Halaman:
++++
Faktor Kerjasama
Faktor Kerjasama
Kerjasama timbul karena orientasi orang perorangan terhadap kelompoknya
(yaitu in-groupnya) dan kelompok lainnya (yang merupakan out-groupnya).
Kerjasama mungkin akan bertambah kuat apabila ada bahaya mengancam atau ada
tindakan-tindakan luar yang menyinggung kesetiaan yang secara tradisional atau
institutional telah tertanam di dalam kelompok, dalam diri seorang atau
segolongan orang.
Betapa pentingya fungsi kerjasama, di gambarkan oleh Charles H. Cooley di
kutip Soerjono soekanto (2008: 238 sebagai berikut:
“kerjasama
timbul apabila orang menyadari bahwa mereka mempunyai kepentingan-kepentingan
yang sama dan pada saat yang bersamaan mempunyai cukup pengetahuan dan
penegndalian terhadap diri sendiri untuk memenuhi kepentingan-kepentingan yang
sama dan adanya organisasi merupakan fakta-fakta penting dalam kerjasama yang
berguna”.
++++
Data:
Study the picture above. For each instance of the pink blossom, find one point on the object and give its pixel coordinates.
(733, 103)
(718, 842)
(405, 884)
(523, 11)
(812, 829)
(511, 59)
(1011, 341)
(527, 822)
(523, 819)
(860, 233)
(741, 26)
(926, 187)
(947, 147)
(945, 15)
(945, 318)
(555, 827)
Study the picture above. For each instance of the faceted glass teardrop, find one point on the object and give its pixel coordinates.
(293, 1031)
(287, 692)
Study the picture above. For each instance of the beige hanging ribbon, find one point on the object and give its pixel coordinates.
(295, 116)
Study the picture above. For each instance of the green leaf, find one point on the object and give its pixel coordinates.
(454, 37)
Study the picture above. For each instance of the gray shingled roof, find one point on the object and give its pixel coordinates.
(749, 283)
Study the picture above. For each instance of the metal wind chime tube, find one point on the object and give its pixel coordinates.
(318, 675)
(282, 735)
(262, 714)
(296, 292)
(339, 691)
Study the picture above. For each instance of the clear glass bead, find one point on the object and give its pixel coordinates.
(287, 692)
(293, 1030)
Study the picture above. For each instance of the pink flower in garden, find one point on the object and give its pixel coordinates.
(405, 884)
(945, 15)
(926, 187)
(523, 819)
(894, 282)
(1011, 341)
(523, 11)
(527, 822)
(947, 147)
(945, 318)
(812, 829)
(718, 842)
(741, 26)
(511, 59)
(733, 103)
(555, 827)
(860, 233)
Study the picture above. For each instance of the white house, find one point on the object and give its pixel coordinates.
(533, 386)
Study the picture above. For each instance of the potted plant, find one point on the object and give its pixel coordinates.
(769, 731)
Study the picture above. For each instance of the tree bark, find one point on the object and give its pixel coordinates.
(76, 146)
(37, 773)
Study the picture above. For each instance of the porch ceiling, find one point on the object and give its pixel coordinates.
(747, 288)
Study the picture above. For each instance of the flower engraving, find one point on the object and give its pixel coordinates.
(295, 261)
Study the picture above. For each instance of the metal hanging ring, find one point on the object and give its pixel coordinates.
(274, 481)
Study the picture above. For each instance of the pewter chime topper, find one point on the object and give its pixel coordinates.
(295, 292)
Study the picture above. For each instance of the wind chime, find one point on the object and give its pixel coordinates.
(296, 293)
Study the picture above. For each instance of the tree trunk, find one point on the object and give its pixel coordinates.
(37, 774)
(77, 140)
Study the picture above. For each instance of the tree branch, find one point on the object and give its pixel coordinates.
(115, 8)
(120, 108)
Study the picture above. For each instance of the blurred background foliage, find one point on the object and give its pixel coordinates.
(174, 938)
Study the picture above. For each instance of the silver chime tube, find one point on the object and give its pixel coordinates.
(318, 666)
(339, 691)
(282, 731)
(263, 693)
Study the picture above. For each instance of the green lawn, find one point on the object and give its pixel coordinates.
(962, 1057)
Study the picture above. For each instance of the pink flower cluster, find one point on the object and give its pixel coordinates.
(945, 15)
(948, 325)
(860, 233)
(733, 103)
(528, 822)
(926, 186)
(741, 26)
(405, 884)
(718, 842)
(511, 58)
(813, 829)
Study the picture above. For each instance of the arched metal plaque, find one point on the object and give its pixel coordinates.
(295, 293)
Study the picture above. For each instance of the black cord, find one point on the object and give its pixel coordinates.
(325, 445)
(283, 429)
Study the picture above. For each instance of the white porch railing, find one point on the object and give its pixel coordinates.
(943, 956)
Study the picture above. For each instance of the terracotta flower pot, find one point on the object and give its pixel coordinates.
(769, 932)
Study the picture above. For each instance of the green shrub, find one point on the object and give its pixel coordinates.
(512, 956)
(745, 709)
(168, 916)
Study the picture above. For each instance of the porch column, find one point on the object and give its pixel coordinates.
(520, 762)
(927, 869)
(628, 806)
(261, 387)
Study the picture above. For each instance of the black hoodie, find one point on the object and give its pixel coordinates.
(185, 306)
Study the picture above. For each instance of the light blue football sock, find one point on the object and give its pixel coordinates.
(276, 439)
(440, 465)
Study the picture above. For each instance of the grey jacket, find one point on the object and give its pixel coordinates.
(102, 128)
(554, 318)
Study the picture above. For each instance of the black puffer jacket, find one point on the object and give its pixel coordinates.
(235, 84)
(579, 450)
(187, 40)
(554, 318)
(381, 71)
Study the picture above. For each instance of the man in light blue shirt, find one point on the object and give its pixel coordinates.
++++
Latihan:
[a] Ubah baris mulai dari yang memuat "Study the picture above. For each instance of the white porch" hingga baris terakhir dengan mengganti "grey jacket" menjadi "gray jacket" dan membiarkan selebihnya tetap sama. Tulis ulang bagian itu saja.
[b] Tolong lanjutkan teks tentang faktor kerja sama itu setelah kalimat terakhirnya.

Jawaban:
[a]
Study the picture above. For each instance of the white porch railing, find one point on the object and give its pixel coordinates.
(943, 956)
Study the picture above. For each instance of the terracotta flower pot, find one point on the object and give its pixel coordinates.
(769, 932)
Study the picture above. For each instance of the green shrub, find one point on the object and give its pixel coordinates.
(512, 956)
(745, 709)
(168, 916)
Study the picture above. For each instance of the porch column, find one point on the object and give its pixel coordinates.
(520, 762)
(927, 869)
(628, 806)
(261, 387)
Study the picture above. For each instance of the black hoodie, find one point on the object and give its pixel coordinates.
(185, 306)
Study the picture above. For each instance of the light blue football sock, find one point on the object and give its pixel coordinates.
(276, 439)
(440, 465)
Study the picture above. For each instance of the gray jacket, find one point on the object and give its pixel coordinates.
(102, 128)
(554, 318)
Study the picture above. For each instance of the black puffer jacket, find one point on the object and give its pixel coordinates.
(235, 84)
(579, 450)
(187, 40)
(554, 318)
(381, 71)
Study the picture above. For each instance of the man in light blue shirt, find one point on the object and give its pixel coordinates.

[b]
Di kalangan masyarakat Indonesia dikenal bentuk kerjasama tradisional
dengan nama gotong royong. Di dalam sistem pendidikan Indonesia yang
tradisional, umpamanya sejak kecil tidak ditanamkan ke dalam jiwa seseorang
suatu pola perilaku agar dia selalu hidup rukun, terutama dengan keluarga dan
lebih luas lagi dengan orang lain di dalam masyarakat.
Hal mana disebabkan adanya suatu pandangan hidup bahwa seseorang tidak
mungkin hidup sendiri tanpa kerjasama dengan orang lain. Pandangan hidup
demikian di tingkatkan dalam taraf kemasyarakatan, sehingga gotong royong
sering kali di terapkan untuk menyelenggarakan suatu kepentingan.
Dalam teori-teori sosiologi di jumpai beberapa bentuk kerjasama yang
biasa di beri nama (cooperation). Kerjasama di bedakan:
1.
Kerjasama
spontan (spontaneous cooperation). Adalah kerjasama yang serta merta.
2.
Kerjasama
langsung (directed cooperation) yaitu merupakan hasil dari perintah
atasan atau penguasa
3.
Kerjasama
kontrak (contractual cooperation) yaitu merupakan kerjasama atas dasar
tertentu
4.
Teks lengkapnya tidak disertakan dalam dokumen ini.